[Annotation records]
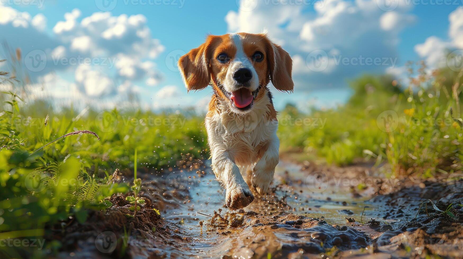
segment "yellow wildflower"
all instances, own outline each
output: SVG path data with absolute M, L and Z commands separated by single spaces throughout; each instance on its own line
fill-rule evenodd
M 404 110 L 404 113 L 408 115 L 409 116 L 413 116 L 414 113 L 415 109 L 413 108 L 411 109 L 406 109 Z

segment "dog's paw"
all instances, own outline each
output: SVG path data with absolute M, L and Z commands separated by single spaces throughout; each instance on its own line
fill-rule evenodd
M 225 205 L 232 210 L 238 210 L 244 208 L 254 200 L 254 196 L 246 186 L 243 188 L 238 185 L 234 188 L 227 190 Z
M 269 186 L 270 186 L 270 182 L 269 181 L 257 181 L 257 179 L 253 178 L 251 179 L 252 186 L 256 188 L 256 191 L 261 195 L 264 195 L 267 193 L 267 191 L 269 190 Z

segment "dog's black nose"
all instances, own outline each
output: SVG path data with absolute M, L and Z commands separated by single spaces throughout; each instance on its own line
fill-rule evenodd
M 237 82 L 244 84 L 252 78 L 252 73 L 248 68 L 239 68 L 233 73 L 233 78 Z

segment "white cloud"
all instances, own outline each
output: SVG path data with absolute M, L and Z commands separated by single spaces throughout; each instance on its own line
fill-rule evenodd
M 446 65 L 446 54 L 463 48 L 463 7 L 458 7 L 449 15 L 449 39 L 429 37 L 415 46 L 415 51 L 426 62 L 430 70 Z
M 287 1 L 259 1 L 252 10 L 244 11 L 242 1 L 239 11 L 229 12 L 225 19 L 230 32 L 256 33 L 266 28 L 293 58 L 296 90 L 308 91 L 344 86 L 346 78 L 384 72 L 390 66 L 390 62 L 362 65 L 357 61 L 396 60 L 399 33 L 415 19 L 407 12 L 406 0 L 400 2 L 394 12 L 386 12 L 376 0 L 325 0 L 315 3 L 313 14 L 304 5 L 283 4 Z M 350 61 L 346 65 L 340 59 L 344 58 Z
M 39 13 L 34 16 L 31 23 L 38 31 L 44 31 L 47 28 L 47 18 L 43 14 Z
M 385 31 L 400 31 L 415 20 L 416 18 L 413 15 L 391 11 L 382 15 L 380 23 L 381 28 Z
M 415 45 L 415 51 L 425 59 L 428 66 L 435 68 L 444 65 L 445 51 L 450 46 L 449 43 L 432 36 L 426 39 L 424 43 Z
M 75 70 L 75 82 L 78 87 L 87 95 L 101 96 L 113 93 L 114 84 L 99 69 L 81 65 Z
M 449 15 L 449 36 L 457 48 L 463 49 L 463 7 L 459 7 Z
M 180 99 L 183 95 L 176 86 L 166 86 L 154 94 L 153 107 L 155 109 L 177 108 L 180 104 Z
M 81 14 L 77 9 L 66 13 L 64 20 L 52 25 L 50 36 L 44 31 L 47 19 L 43 14 L 32 18 L 27 12 L 0 5 L 0 41 L 20 48 L 25 61 L 40 58 L 43 68 L 25 70 L 33 81 L 51 84 L 48 80 L 52 72 L 66 73 L 72 83 L 59 76 L 53 78 L 54 81 L 72 85 L 83 96 L 113 96 L 139 90 L 134 82 L 152 86 L 162 80 L 153 59 L 165 48 L 153 38 L 146 17 L 101 12 L 86 17 Z M 85 59 L 92 61 L 82 61 Z M 71 64 L 73 60 L 78 61 Z M 62 92 L 50 91 L 57 96 Z

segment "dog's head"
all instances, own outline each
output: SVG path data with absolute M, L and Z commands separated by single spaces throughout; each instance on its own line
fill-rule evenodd
M 188 91 L 206 88 L 211 81 L 230 110 L 244 113 L 269 81 L 277 89 L 291 92 L 289 55 L 264 34 L 210 35 L 199 48 L 182 56 L 178 67 Z

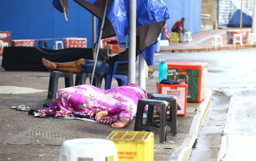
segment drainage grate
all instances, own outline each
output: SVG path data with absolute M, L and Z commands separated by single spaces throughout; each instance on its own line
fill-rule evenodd
M 157 153 L 172 154 L 174 152 L 174 150 L 169 148 L 155 147 L 154 148 L 154 152 Z
M 63 139 L 81 138 L 81 137 L 79 136 L 52 133 L 52 132 L 56 130 L 57 128 L 61 127 L 70 121 L 71 120 L 64 119 L 53 119 L 49 122 L 41 126 L 37 129 L 29 132 L 28 134 L 30 135 L 40 136 L 42 137 L 52 137 Z

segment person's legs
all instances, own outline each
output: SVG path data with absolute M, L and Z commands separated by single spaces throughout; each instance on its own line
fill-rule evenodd
M 131 120 L 129 118 L 126 117 L 123 119 L 121 122 L 112 124 L 111 127 L 118 128 L 123 128 L 125 127 L 130 121 Z
M 80 59 L 74 62 L 59 63 L 52 62 L 44 58 L 42 59 L 42 62 L 44 65 L 50 72 L 55 71 L 79 73 L 82 72 L 81 66 L 84 64 L 85 61 L 83 59 Z
M 55 63 L 48 61 L 44 58 L 42 59 L 43 64 L 46 67 L 55 69 L 57 68 L 62 67 L 75 67 L 84 64 L 85 61 L 84 59 L 80 59 L 77 61 L 67 63 Z
M 101 110 L 98 112 L 95 115 L 95 120 L 98 120 L 103 117 L 108 116 L 109 112 L 107 111 Z
M 85 63 L 82 65 L 82 71 L 84 73 L 92 73 L 94 67 L 94 61 L 86 59 Z M 112 70 L 110 65 L 105 61 L 97 61 L 95 67 L 96 74 L 103 76 L 112 73 Z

-- What you are asked to do --
Arrange every line of the data above into a numbered list, skipping the blank lines and leaving out the picture markers.

-- Answer to this task --
1. segment "yellow wildflower"
2. all instances, own outline each
3. output: SVG path data with absolute M, L and Z commands separated by single spaces throughout; each instance on its own line
4. fill-rule evenodd
5. M 404 110 L 404 113 L 408 115 L 409 116 L 413 116 L 414 113 L 415 109 L 413 108 L 411 109 L 406 109 Z
6. segment "dog's paw"
7. all instances, own outline each
8. output: SVG path data with absolute M, L and Z commands separated by single spaces throughout; each instance on its own line
9. fill-rule evenodd
10. M 225 205 L 232 210 L 238 210 L 244 208 L 254 200 L 254 196 L 246 186 L 243 188 L 238 185 L 234 188 L 227 190 Z
11. M 269 186 L 270 186 L 270 182 L 269 181 L 257 181 L 257 179 L 253 178 L 251 179 L 252 186 L 256 188 L 256 191 L 261 195 L 264 195 L 267 193 L 267 191 L 269 190 Z
12. segment "dog's black nose"
13. all instances, own outline each
14. output: SVG path data with absolute M, L and Z commands separated by single spaces throughout; each instance on its own line
15. fill-rule evenodd
16. M 237 82 L 244 84 L 252 78 L 252 73 L 248 68 L 239 68 L 233 73 L 233 78 Z
17. segment "white cloud"
18. all instances, own outline each
19. output: SVG path data with absolute M, L and Z commands separated by single spaces throughout; each instance on its own line
20. fill-rule evenodd
21. M 446 65 L 446 54 L 463 48 L 463 7 L 458 7 L 449 15 L 449 39 L 429 37 L 415 46 L 415 51 L 426 62 L 430 70 Z
22. M 287 1 L 259 1 L 252 10 L 244 11 L 242 1 L 239 11 L 229 12 L 225 19 L 230 32 L 256 33 L 266 28 L 293 58 L 296 90 L 308 91 L 344 86 L 346 78 L 384 72 L 390 66 L 390 62 L 362 65 L 357 61 L 396 60 L 399 33 L 415 19 L 407 12 L 406 0 L 400 2 L 394 12 L 386 12 L 376 0 L 325 0 L 315 3 L 313 14 L 304 5 L 283 4 Z M 350 61 L 346 65 L 340 59 L 344 58 Z
23. M 39 13 L 34 16 L 31 23 L 38 31 L 44 31 L 47 28 L 47 18 L 43 14 Z
24. M 385 31 L 400 31 L 415 20 L 416 18 L 413 15 L 391 11 L 382 15 L 380 23 L 381 28 Z
25. M 415 45 L 415 51 L 425 59 L 428 66 L 435 68 L 444 65 L 445 51 L 450 46 L 449 43 L 432 36 L 426 39 L 424 43 Z
26. M 75 70 L 75 82 L 78 87 L 87 95 L 101 96 L 113 93 L 114 84 L 99 69 L 81 65 Z
27. M 449 15 L 449 36 L 457 48 L 463 49 L 463 7 L 459 7 Z
28. M 180 99 L 183 95 L 176 86 L 166 86 L 154 94 L 153 107 L 155 109 L 177 108 L 180 104 Z
29. M 81 14 L 77 9 L 66 13 L 64 20 L 52 25 L 50 36 L 44 31 L 47 19 L 43 14 L 32 18 L 27 12 L 0 5 L 0 41 L 20 48 L 25 61 L 40 58 L 43 68 L 25 70 L 33 81 L 51 84 L 48 80 L 52 72 L 66 73 L 72 83 L 59 76 L 53 78 L 54 81 L 72 85 L 83 96 L 113 96 L 139 90 L 134 82 L 152 86 L 162 80 L 153 59 L 165 48 L 153 38 L 146 17 L 101 12 L 86 17 Z M 85 59 L 92 61 L 82 61 Z M 71 64 L 73 60 L 78 61 Z M 62 92 L 50 91 L 57 96 Z
30. segment "dog's head"
31. all instances, own outline each
32. output: SVG path data with absolute M, L and Z commands separated by single spaces throughout; each instance on its own line
33. fill-rule evenodd
34. M 188 91 L 206 88 L 211 81 L 230 110 L 244 113 L 269 81 L 277 89 L 291 92 L 289 55 L 264 34 L 210 35 L 199 48 L 182 56 L 178 67 Z
35. segment drainage grate
36. all instances, own outline each
37. output: SVG path data with absolute M, L and Z commands separated by single spaces throughout; each instance on its own line
38. fill-rule evenodd
39. M 157 153 L 172 154 L 174 152 L 174 150 L 169 148 L 155 147 L 154 148 L 154 152 Z
40. M 63 139 L 81 138 L 81 137 L 79 136 L 52 133 L 52 132 L 56 130 L 57 128 L 61 127 L 70 121 L 71 120 L 64 119 L 53 119 L 49 122 L 41 126 L 37 129 L 29 132 L 28 134 L 30 135 L 40 136 L 42 137 L 52 137 Z
41. segment person's legs
42. all instances, own outline each
43. output: SVG path data with absolute M, L and Z commands separated by single spaces throughout; each instance on its own line
44. fill-rule evenodd
45. M 131 120 L 129 118 L 126 117 L 123 119 L 121 122 L 112 124 L 111 127 L 118 128 L 123 128 L 125 127 L 130 121 Z
46. M 80 59 L 74 62 L 59 63 L 52 62 L 44 58 L 42 59 L 42 62 L 44 65 L 50 72 L 55 71 L 79 73 L 82 72 L 81 66 L 84 64 L 85 61 L 83 59 Z
47. M 55 63 L 48 61 L 44 58 L 42 59 L 43 64 L 46 67 L 55 69 L 57 68 L 62 67 L 75 67 L 84 64 L 85 61 L 84 59 L 80 59 L 77 61 L 67 63 Z
48. M 101 110 L 98 112 L 95 115 L 95 120 L 98 120 L 103 117 L 108 116 L 109 112 L 107 111 Z
49. M 85 63 L 82 65 L 82 71 L 84 73 L 92 73 L 94 67 L 94 61 L 86 59 Z M 112 70 L 110 65 L 105 61 L 97 61 L 95 67 L 96 74 L 103 76 L 112 73 Z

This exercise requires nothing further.